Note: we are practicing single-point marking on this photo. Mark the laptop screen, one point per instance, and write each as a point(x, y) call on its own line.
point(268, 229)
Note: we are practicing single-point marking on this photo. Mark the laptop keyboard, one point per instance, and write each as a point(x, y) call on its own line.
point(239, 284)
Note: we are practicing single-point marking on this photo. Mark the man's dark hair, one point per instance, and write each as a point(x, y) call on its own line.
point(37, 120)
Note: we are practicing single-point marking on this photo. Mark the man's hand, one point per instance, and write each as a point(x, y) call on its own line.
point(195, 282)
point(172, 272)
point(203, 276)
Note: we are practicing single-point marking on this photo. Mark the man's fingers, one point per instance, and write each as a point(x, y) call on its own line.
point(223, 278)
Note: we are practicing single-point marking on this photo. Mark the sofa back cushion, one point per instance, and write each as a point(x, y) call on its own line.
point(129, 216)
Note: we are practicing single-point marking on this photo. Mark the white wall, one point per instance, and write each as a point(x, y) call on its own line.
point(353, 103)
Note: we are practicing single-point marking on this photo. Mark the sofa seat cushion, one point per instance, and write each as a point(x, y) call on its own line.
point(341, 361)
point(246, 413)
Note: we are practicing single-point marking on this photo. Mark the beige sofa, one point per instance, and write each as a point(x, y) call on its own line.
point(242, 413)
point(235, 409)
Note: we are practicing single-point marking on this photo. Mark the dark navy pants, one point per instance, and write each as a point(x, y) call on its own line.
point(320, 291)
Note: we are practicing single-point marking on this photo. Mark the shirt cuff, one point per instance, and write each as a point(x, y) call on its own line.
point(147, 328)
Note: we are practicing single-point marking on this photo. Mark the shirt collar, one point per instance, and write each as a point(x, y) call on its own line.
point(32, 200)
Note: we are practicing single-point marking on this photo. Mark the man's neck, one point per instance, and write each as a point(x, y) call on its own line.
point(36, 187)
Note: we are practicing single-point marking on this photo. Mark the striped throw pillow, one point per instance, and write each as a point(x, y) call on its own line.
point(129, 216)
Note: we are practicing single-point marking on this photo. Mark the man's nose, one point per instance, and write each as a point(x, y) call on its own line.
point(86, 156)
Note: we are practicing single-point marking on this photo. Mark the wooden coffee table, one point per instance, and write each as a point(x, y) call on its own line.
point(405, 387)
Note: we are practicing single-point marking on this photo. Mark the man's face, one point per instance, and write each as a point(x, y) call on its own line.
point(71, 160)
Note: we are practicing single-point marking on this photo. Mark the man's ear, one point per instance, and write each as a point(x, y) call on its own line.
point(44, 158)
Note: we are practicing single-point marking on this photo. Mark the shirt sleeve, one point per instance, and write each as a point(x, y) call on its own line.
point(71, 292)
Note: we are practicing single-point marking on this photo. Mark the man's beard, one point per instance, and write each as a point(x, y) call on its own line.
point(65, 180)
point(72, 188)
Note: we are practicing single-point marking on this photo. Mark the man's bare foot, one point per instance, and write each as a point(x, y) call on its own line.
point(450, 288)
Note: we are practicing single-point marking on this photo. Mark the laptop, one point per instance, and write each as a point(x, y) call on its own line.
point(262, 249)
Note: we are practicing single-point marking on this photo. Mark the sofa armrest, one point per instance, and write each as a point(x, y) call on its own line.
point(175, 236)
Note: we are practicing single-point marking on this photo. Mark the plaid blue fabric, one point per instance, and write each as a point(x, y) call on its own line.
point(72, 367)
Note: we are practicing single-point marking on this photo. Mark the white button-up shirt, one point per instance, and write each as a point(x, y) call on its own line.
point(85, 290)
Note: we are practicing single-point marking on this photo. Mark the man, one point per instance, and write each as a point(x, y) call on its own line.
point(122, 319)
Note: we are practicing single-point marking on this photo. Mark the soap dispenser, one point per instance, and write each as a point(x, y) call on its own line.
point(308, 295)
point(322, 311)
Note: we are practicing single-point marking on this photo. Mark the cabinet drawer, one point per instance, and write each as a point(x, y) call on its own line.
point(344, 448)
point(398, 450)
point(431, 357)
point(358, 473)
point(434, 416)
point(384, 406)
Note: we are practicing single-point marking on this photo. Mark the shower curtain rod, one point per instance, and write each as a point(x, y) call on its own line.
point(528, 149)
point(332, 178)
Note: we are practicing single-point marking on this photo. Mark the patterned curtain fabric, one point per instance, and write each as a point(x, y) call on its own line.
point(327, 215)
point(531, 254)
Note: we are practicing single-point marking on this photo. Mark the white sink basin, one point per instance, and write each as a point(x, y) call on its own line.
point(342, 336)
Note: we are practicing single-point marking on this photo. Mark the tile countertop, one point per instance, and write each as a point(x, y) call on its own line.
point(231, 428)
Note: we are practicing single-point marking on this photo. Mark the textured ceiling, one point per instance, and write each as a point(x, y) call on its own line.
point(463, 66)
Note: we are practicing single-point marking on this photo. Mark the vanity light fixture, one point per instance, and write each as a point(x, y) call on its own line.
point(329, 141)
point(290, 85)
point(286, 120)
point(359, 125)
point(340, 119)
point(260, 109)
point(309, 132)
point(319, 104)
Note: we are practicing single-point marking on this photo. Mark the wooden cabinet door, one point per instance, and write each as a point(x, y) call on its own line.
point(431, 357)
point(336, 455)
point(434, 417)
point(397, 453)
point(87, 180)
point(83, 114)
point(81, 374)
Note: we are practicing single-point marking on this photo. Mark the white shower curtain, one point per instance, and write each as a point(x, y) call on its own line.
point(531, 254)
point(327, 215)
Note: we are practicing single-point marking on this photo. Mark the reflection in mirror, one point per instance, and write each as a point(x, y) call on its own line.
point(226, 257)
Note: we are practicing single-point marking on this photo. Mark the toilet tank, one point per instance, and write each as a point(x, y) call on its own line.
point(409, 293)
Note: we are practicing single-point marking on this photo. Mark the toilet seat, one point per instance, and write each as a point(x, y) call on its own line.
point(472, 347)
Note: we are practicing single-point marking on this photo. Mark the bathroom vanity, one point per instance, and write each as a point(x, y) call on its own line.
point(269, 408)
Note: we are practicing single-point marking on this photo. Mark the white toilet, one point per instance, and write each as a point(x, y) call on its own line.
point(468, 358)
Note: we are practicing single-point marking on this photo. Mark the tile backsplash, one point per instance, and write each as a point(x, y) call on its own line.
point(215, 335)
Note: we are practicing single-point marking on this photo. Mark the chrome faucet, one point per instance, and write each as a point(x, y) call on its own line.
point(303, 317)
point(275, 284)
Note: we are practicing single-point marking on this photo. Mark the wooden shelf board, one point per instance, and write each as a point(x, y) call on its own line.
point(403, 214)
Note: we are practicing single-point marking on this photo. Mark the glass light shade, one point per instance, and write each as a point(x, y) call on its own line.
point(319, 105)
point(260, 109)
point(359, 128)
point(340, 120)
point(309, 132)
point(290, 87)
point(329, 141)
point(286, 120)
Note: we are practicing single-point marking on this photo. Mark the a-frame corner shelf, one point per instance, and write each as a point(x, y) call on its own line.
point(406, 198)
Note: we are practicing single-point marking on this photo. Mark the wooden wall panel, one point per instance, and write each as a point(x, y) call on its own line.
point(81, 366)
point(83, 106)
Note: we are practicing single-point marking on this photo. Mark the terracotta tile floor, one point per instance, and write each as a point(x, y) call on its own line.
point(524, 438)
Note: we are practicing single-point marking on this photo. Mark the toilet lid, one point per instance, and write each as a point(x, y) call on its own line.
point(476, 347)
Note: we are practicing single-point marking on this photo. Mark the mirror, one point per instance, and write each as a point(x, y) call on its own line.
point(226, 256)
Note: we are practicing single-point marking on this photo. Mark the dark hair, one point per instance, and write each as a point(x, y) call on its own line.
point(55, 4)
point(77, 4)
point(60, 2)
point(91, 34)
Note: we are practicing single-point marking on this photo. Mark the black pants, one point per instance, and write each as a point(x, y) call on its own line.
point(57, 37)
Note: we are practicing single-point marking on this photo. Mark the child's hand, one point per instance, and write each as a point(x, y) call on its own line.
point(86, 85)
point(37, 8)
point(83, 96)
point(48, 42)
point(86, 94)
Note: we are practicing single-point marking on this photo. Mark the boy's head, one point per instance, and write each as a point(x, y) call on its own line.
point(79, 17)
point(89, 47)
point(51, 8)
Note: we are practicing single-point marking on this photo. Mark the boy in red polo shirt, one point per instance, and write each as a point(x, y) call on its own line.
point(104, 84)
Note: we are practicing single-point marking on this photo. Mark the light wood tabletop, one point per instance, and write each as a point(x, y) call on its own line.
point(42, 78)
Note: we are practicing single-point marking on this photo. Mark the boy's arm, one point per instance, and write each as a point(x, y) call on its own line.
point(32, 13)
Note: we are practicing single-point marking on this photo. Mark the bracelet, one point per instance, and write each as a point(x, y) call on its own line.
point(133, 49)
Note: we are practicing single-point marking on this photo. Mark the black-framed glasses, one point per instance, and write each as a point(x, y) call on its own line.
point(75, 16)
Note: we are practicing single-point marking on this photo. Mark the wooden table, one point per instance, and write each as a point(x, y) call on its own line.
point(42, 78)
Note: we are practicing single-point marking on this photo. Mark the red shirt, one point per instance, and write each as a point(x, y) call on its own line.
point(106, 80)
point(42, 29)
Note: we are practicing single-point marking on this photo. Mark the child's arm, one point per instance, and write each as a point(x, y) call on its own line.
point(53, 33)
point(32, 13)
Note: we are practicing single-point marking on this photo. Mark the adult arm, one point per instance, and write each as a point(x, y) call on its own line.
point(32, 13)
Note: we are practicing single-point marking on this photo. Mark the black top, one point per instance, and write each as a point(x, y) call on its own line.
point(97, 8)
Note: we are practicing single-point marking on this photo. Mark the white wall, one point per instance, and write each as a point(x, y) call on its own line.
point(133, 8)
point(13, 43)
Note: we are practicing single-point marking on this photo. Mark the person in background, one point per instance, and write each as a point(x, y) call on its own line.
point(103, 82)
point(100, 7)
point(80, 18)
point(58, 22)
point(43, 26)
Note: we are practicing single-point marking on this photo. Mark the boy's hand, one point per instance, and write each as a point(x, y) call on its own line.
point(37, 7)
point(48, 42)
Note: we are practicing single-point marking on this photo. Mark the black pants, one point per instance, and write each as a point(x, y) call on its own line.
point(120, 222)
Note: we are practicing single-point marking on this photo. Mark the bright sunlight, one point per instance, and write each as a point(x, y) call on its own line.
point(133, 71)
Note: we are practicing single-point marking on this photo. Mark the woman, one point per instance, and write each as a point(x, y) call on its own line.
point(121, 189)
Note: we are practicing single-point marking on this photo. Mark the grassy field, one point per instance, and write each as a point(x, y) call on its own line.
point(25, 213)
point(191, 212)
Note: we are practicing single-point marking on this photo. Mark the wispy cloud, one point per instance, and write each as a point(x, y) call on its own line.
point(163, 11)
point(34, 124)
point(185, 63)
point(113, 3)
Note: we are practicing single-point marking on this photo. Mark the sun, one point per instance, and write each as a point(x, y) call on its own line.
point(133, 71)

⁂

● **TASK DIRECTIONS**
Please write out exactly the line containing "the sun, one" and every line after it through the end of the records, nothing more.

● **ANSWER BELOW**
Note: we are practicing single-point marking on this photo. Mark the sun, one point per instance, and write each as a point(x, y) call on its own line.
point(133, 71)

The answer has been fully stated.